Consegna → Trascriva integralmente e senza alcuna modifica l'estratto sul documentario "Because of my body".

Estratto →
_____
Nel documentario nessuno recita e la storia si compone in presa diretta, filmata nel momento in cui accade. «E’ il cinema del reale – spiega il regista – che mostra la vita nella sua massima emotività». “Because of my body” fa parte di una trilogia che Cannavà ha realizzato sul tema del corpo, insieme a “Veneranda Augusta“ e “Space Beyond”, che indagano la corporeità in relazione con l’inquinamento e lo spazio. La scelta di parlare di sesso e disabilità è «una situazione estrema ma nello stesso tempo diventa condivisibile per tutti perché attraverso la storia di questa ragazza io racconto anche i limiti, i tabù, i buchi neri di ognuno di noi. I corpi di Claudia e Marco si sono messi al servizio di una storia universale». Partito grazie al crowdfunding, il documentario è stato poi portato avanti e ultimato grazie alla B&B Film con Raffaele Brunetti e a Raitre con il commission editor Fabio Mancini, che ha consentito il passaggio sulla terza rete in una versione ridotta e nel programma Doc3. Presentato in numerose rassegne internazionali, è stato premiato come miglior film al CinemAbility Fest.
_____
Record del dataset →
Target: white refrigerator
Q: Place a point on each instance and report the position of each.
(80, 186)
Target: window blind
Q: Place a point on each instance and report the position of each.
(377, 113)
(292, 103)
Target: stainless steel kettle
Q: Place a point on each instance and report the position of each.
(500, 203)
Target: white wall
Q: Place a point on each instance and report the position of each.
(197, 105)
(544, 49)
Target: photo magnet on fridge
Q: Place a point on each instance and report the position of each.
_____
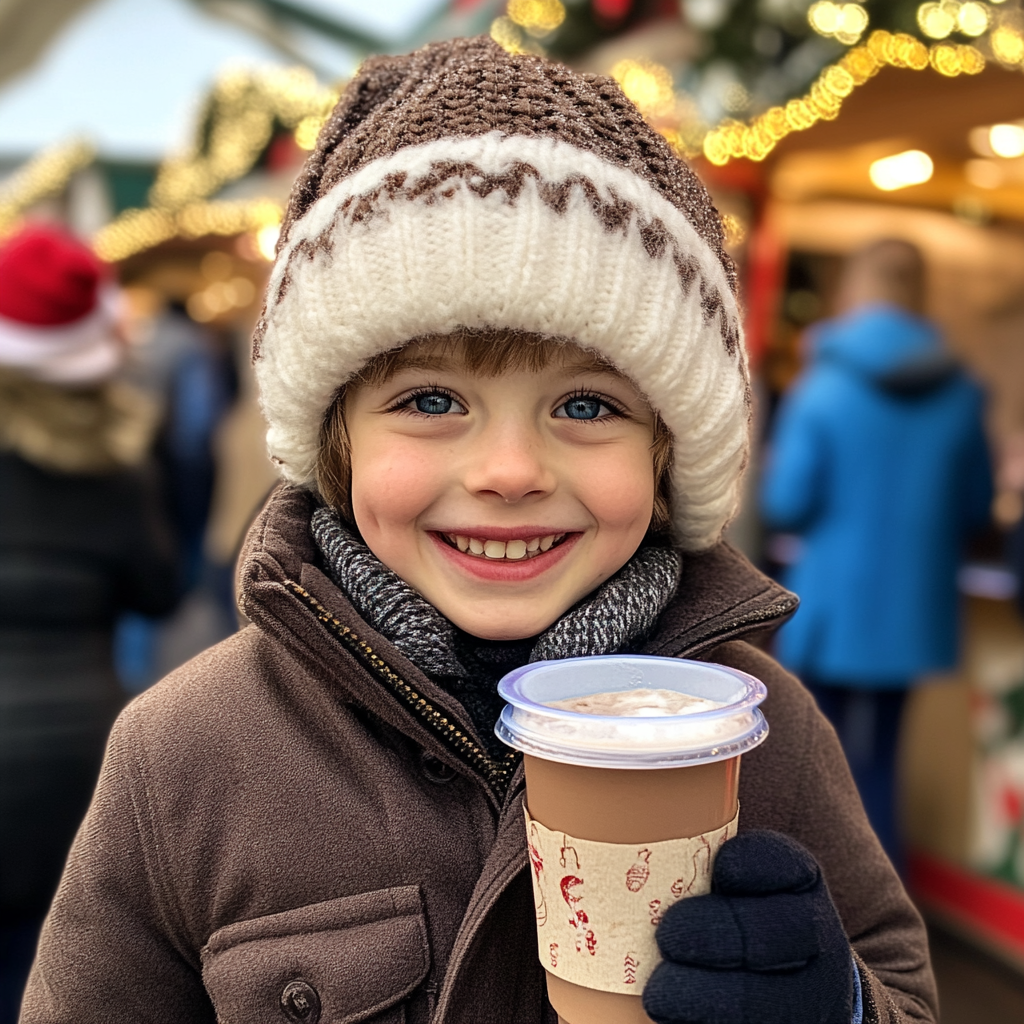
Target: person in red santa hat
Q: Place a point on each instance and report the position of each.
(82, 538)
_____
Risposta →
Nel documentario nessuno recita e la storia si compone in presa diretta, filmata nel momento in cui accade. «E’ il cinema del reale – spiega il regista – che mostra la vita nella sua massima emotività». “Because of my body” fa parte di una trilogia che Cannavà ha realizzato sul tema del corpo, insieme a “Veneranda Augusta“ e “Space Beyond”, che indagano la corporeità in relazione con l’inquinamento e lo spazio. La scelta di parlare di sesso e disabilità è «una situazione estrema ma nello stesso tempo diventa condivisibile per tutti perché attraverso la storia di questa ragazza io racconto anche i limiti, i tabù, i buchi neri di ognuno di noi. I corpi di Claudia e Marco si sono messi al servizio di una storia universale». Partito grazie al crowdfunding, il documentario è stato poi portato avanti e ultimato grazie alla B&B Film con Raffaele Brunetti e a Raitre con il commission editor Fabio Mancini, che ha consentito il passaggio sulla terza rete in una versione ridotta e nel programma Doc3. Presentato in numerose rassegne internazionali, è stato premiato come miglior film al CinemAbility Fest.